Comme vous l’avez sans doute constaté, cette critique a été rédigée par un nouveau collaborateur d’Angle[s] de vue.
Allan Blanvillain vient en effet renforcer notre rédaction et nous proposera de façon régulière – on l’espère –
 ses avis pertinents sur les sorties de l’année.
Ce jeune homme est étudiant en journalisme, photographe et cinéphile. Il collabore déjà à plusieurs revues et sites internet, comme Lebourlingueurdu.net ou Publik’art et publie aussi sur son propre blog, filmssurcanape.blogspot.com
On est très heureux de le compter parmi nos rédacteurs et on espère que ce premier article marque le début d’une longue et belle collaboration.
Bienvenue, donc, cher Allan.  

1 COMMENT

  1. Tout à fait d’accord avec cette critique.
    Eastwood est plus en verve que sur « Au-delà » (heureusement!) mais n’a pas totalement réussi à retranscrire toute l’ambiguïté du personnage.

Enregistrements d'annotations de coordonnées:
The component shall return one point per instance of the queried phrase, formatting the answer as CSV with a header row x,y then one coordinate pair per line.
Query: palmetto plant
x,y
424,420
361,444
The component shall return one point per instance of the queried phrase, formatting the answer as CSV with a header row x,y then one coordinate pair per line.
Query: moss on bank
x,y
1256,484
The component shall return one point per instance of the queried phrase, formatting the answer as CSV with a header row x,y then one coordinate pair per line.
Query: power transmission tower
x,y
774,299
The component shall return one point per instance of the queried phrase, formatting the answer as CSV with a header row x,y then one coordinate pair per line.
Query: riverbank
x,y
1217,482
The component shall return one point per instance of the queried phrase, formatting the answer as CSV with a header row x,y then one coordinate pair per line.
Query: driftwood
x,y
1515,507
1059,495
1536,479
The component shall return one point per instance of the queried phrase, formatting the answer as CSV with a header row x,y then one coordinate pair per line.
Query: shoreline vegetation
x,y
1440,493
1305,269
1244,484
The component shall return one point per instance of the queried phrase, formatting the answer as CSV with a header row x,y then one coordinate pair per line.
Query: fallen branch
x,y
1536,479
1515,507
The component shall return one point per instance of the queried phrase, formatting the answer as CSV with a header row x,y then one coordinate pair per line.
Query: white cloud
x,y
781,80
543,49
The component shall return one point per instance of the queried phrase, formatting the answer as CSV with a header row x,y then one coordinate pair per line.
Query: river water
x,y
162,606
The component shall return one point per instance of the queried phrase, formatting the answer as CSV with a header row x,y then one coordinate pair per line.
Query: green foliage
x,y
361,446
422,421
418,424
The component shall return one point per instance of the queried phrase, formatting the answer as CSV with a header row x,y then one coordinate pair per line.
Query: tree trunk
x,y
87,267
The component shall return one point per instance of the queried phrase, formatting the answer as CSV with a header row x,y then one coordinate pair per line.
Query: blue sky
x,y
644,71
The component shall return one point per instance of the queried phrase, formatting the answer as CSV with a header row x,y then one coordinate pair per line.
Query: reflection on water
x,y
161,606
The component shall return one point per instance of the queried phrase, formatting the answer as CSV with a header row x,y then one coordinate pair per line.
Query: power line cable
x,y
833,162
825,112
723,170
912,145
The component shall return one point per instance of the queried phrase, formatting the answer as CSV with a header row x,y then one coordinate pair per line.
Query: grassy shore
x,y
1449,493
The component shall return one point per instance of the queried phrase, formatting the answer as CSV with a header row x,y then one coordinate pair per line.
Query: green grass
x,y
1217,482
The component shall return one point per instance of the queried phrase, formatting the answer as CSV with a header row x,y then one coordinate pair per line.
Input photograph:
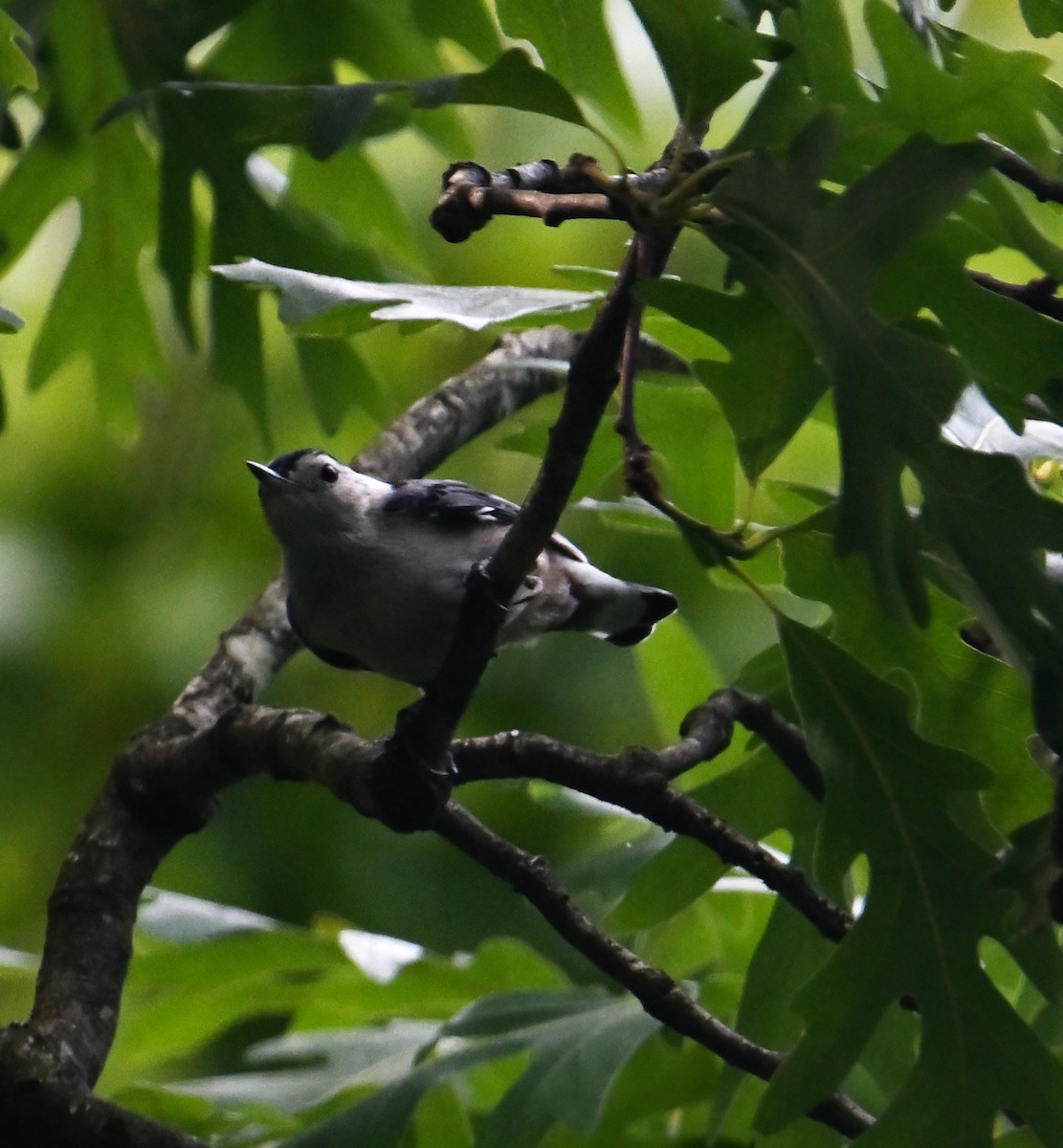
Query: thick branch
x,y
655,991
163,785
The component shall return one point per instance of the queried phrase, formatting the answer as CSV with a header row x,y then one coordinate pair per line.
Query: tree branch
x,y
637,780
656,992
163,784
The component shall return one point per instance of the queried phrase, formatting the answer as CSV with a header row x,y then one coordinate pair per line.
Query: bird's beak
x,y
266,475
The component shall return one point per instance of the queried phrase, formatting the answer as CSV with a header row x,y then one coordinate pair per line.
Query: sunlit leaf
x,y
323,304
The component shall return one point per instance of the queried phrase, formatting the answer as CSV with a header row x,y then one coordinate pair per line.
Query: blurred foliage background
x,y
130,533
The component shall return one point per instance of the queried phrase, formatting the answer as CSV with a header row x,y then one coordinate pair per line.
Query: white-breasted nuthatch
x,y
377,572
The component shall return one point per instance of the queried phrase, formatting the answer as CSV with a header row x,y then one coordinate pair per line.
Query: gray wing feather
x,y
455,504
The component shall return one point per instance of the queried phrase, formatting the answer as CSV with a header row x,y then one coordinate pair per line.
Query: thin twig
x,y
636,780
658,993
1022,171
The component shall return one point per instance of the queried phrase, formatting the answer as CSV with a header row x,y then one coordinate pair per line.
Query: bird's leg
x,y
408,787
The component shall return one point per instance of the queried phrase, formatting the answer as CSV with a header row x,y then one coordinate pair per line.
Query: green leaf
x,y
511,81
816,257
706,52
959,697
770,384
994,529
889,796
572,38
323,304
16,69
338,379
1043,17
10,321
985,89
303,1069
579,1042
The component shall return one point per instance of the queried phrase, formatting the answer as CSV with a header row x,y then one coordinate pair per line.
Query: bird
x,y
377,571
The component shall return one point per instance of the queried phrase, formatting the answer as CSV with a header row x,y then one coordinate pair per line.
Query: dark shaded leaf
x,y
770,384
889,796
707,53
572,38
816,257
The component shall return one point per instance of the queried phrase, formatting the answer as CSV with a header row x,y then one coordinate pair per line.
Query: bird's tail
x,y
609,607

CONSIGNES:
A. D'après le texte sur l'arrivée d'Allan Blanvillain, quelles études celui-ci poursuit-il ?
B. Prolongez le texte sur l'arrivée d'Allan Blanvillain à partir de sa dernière phrase.
Le matériel n'a aucun rapport avec le texte.

RÉPONSES DANS L'ORDRE:
A. Il est étudiant en journalisme.

B.
    En tant que fan de James Ellroy, j’avais encore en tête le portrait qu’il dresse de J.E.Hoover, tout au long de sa trilogie « Underworld USA », et qui va plus loin dans le cynisme et la mégalomanie.

    Bien sûr, Eastwood montre quand même les contradictions du bonhomme, épris de justice mais capable de s’adonner au chantage ou à la manipulation, conservateur politiquement, mais assez moderne au niveau de l’approche des problèmes…

    D’ailleurs, ils se ressemblent un peu, tous les deux, puisque le républicain/conservateur Eastwood signe, comme souvent, un film dont les valeurs s’écartent sensiblement de celles prônées par sa famille politique, en n’hésitant pas à faire vaciller sur son piédestal l’une des icônes historique de la droite américaine.
    Mais j’aurais aimé un portrait encore plus mordant, parlant notamment des liens complexes de Hoover avec une mafia dont il niait officiellement l’existence.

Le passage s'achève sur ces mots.